> [Texte source]
Poursuivant mon étude du texte héraclitéen de René Char « À la santé du serpent » (voir ici le commentaire que j’en ai fait à l’oral pour l’agreg), j’ai été conduite à m’intéresser au fragment 11 du penseur grec :

héracliteπᾶν γὰρ ἑρπετὸν (θεοῦ) πληγῇ νέμεται

Il en existe deux traductions principales. La plus fidèle dit ceci ou à peu près :

« Toute bête est poussée au pâturage par des coups » (traduction Burnet et Reymond)

L’autre est davantage une interprétation, car elle oublie un mot, celui que la précédente traduit par « des coups » bien que le mot soit au datif singulier :

« Tout reptile se nourrit de terre » (traduction Tannery)

Alors ?

Voyons dans quel contexte cette parole est rapportée. Il s’agit de la fin du chapitre 6 de la Lettre d’Aristote à Alexandre sur le monde :

« Tous les animaux qui naissent, qui croissent, qui dépérissent, tout obéit aux lois de Dieu. Tout être qui rampe sur la terre tire d’elle sa nourriture, comme dit Héraclite. » – selon la traduction Batteux et Hoefer (texte entier ici)

> [Matériau source]

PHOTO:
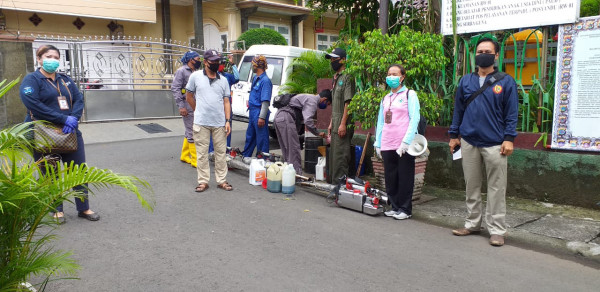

> [Consigne]
Dans le texte sur le fragment d’Héraclite, condensez le paragraphe qui commence par « L’autre est davantage une interprétation ».

> [Résultat]
Cette seconde traduction interprète plus qu’elle ne traduit : elle omet le mot, au datif singulier, que la première rend par « des coups ».